§ **INSTRUCTIONS FOR THE TASK**: Retype the material that follows, keeping every word as it is.

§ **INFORMATION PROVIDED**:

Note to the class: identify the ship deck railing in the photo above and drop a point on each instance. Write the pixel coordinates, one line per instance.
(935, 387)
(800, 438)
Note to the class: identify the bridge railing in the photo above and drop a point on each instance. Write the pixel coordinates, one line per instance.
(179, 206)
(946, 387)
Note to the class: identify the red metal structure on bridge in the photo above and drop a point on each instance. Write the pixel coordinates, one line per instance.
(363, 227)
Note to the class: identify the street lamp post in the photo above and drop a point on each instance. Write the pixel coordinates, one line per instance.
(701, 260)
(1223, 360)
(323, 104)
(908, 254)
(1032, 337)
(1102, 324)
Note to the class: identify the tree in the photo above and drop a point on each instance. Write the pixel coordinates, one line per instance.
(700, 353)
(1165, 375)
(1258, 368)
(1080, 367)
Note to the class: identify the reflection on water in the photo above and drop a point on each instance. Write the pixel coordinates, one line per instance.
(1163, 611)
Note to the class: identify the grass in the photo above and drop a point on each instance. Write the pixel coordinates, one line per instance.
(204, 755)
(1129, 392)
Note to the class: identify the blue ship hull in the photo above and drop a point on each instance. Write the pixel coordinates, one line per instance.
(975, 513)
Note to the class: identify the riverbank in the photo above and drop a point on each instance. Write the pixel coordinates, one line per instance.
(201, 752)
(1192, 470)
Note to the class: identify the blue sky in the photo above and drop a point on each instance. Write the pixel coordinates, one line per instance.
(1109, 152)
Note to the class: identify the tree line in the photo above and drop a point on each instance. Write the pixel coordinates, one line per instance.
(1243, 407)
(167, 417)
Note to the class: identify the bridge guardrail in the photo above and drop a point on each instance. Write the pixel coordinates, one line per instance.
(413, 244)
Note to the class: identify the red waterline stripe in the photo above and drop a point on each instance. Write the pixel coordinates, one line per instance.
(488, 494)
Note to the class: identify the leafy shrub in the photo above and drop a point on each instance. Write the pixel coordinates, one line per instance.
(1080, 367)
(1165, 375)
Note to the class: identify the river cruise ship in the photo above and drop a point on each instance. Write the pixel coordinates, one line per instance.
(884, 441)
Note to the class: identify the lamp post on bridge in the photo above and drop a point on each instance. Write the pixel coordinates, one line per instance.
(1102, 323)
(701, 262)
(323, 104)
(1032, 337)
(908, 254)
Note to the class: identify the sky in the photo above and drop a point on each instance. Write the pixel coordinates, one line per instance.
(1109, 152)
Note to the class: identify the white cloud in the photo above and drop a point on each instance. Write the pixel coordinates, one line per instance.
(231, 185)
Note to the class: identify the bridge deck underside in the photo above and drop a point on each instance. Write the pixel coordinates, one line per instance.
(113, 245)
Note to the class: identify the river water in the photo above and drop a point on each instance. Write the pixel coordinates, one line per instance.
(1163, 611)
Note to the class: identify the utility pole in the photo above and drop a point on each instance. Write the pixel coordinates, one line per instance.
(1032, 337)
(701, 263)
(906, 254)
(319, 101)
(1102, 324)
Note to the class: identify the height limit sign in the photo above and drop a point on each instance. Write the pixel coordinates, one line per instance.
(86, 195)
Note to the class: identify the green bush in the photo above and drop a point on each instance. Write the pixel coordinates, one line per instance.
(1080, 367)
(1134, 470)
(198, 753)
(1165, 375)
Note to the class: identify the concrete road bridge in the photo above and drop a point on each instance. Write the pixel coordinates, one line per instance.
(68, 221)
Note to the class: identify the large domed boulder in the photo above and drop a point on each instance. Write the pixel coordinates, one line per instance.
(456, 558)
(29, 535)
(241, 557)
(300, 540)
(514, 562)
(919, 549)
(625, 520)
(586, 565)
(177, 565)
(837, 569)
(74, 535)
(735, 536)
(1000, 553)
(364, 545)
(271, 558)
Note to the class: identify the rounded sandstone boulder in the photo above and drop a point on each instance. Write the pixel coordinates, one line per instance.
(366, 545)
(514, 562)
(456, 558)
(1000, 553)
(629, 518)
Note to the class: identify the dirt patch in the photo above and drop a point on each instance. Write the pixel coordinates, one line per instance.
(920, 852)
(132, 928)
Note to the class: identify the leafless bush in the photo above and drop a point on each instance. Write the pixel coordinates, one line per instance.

§ **TASK RESULT**:
Note to the class: identify the ship deck railing in the photo above and drop a point on each instance. Write the pixel coordinates, one line per instance.
(935, 387)
(800, 438)
Note to the class: identify the bridge railing in the photo above and drop a point on each instance. Write the pixel coordinates, one line per instance.
(179, 206)
(946, 387)
Note to the class: identify the red metal structure on bridge in the photo above and drop a point on each instance. Write the pixel coordinates, one line per instance.
(363, 227)
Note to the class: identify the street lamp post in the photo above and drop a point on each instance. Write the pixel coordinates, one line per instance.
(701, 260)
(1223, 360)
(323, 104)
(908, 254)
(1032, 337)
(1102, 324)
Note to the class: identify the tree in the photo above and drop a point on each instance. Write the pixel coordinates, one line per instance.
(700, 353)
(1165, 375)
(1258, 368)
(1080, 367)
Note to the class: identify the reflection on water in the photo above and drop a point on each instance. Write the pixel coordinates, one line per instance.
(1163, 611)
Note to the class: identify the grass in the photo above and drop a point on each instance. Write the pixel coordinates, one line per instance.
(204, 755)
(1129, 392)
Note to the class: identify the blue ship hull in the photo above and drop a point on each instance. Write the pixel coordinates, one line per instance.
(975, 513)
Note to the class: identify the riverbank in the photo above and drop a point on each instance. Write the pixel coordinates, one line per instance.
(201, 752)
(1192, 470)
Note to the class: identify the blue sky in the photo above and drop a point on each instance. Write the pixel coordinates, one line per instance.
(1109, 152)
Note to the class: identify the tree line in the photo above and drop a point on each instance. Write the pixel coordinates, one line per instance.
(1243, 407)
(167, 417)
Note to the class: identify the bridge guardrail in the photo above and drop a point on each instance. Write the pixel coordinates, one line per instance.
(413, 244)
Note to the class: identify the red waterline stripe in the photo above and drop a point on each instance. Write the pixel coordinates, one line per instance.
(488, 494)
Note to the class: identify the leafy shrub in the photo above and drop a point on each instance. Write the pixel coordinates, one line per instance.
(1080, 367)
(1165, 375)
Note to the class: identify the river cruise ship in the photo above and drop a point on each instance. Write the pixel coordinates, one line per instance.
(884, 441)
Note to the class: identify the lamp post on bridge in the photo above and drop a point on each instance. Write the pixel coordinates, one line per instance.
(1102, 323)
(701, 262)
(323, 104)
(1032, 337)
(908, 254)
Note to the class: identify the sky in the photo above and drop a point on each instance. Write the pixel coordinates, one line per instance.
(1109, 152)
Note to the class: identify the white cloud in the photo above and drop a point on each instance. Write the pixel coordinates, one line per instance.
(231, 185)
Note to the class: identify the bridge deck underside in the photo above and drop a point on each instance. Write the pixel coordinates, one line per instance.
(113, 245)
Note to the class: identify the river water in the photo above and drop a point on each instance. Write the pixel coordinates, one line per instance.
(1163, 611)
Note to the class: identify the utility pole in the photo above and drop a point on each instance. Write the pixel coordinates, one line per instance.
(1032, 337)
(701, 263)
(906, 254)
(319, 101)
(1102, 324)
Note to the class: identify the height limit sign in the photo above and drop a point on each instance. Write the pixel coordinates, one line per instance.
(86, 195)
Note to the class: identify the green bush in the photo above and drop a point on each instance. Write the pixel coordinates, one line per instance.
(1080, 367)
(1134, 470)
(198, 753)
(1165, 375)
Note to the class: identify the concrete road bridge in the photo above and drop a point on each instance. Write the pixel coordinates, one line per instance.
(68, 221)
Note to the class: identify the large domed boulder in the photo above and drop a point on each instance. Write the pixel coordinates, one line per instance.
(456, 558)
(29, 535)
(241, 557)
(300, 540)
(514, 562)
(919, 549)
(625, 520)
(586, 565)
(177, 565)
(837, 569)
(74, 535)
(735, 536)
(1000, 553)
(364, 545)
(271, 558)
Note to the class: identify the rounded sandstone boulder in the photo above and drop a point on each instance. Write the pixel coordinates, one line per instance.
(366, 545)
(514, 562)
(456, 558)
(1000, 553)
(629, 518)
Note to the class: identify the dirt patch in the photo above and drop a point on each instance. Write the pixel coordinates, one line per instance.
(920, 852)
(132, 928)
Note to the class: identify the leafless bush in the photo above and drop a point on each instance. Write the pixel coordinates, one line per instance.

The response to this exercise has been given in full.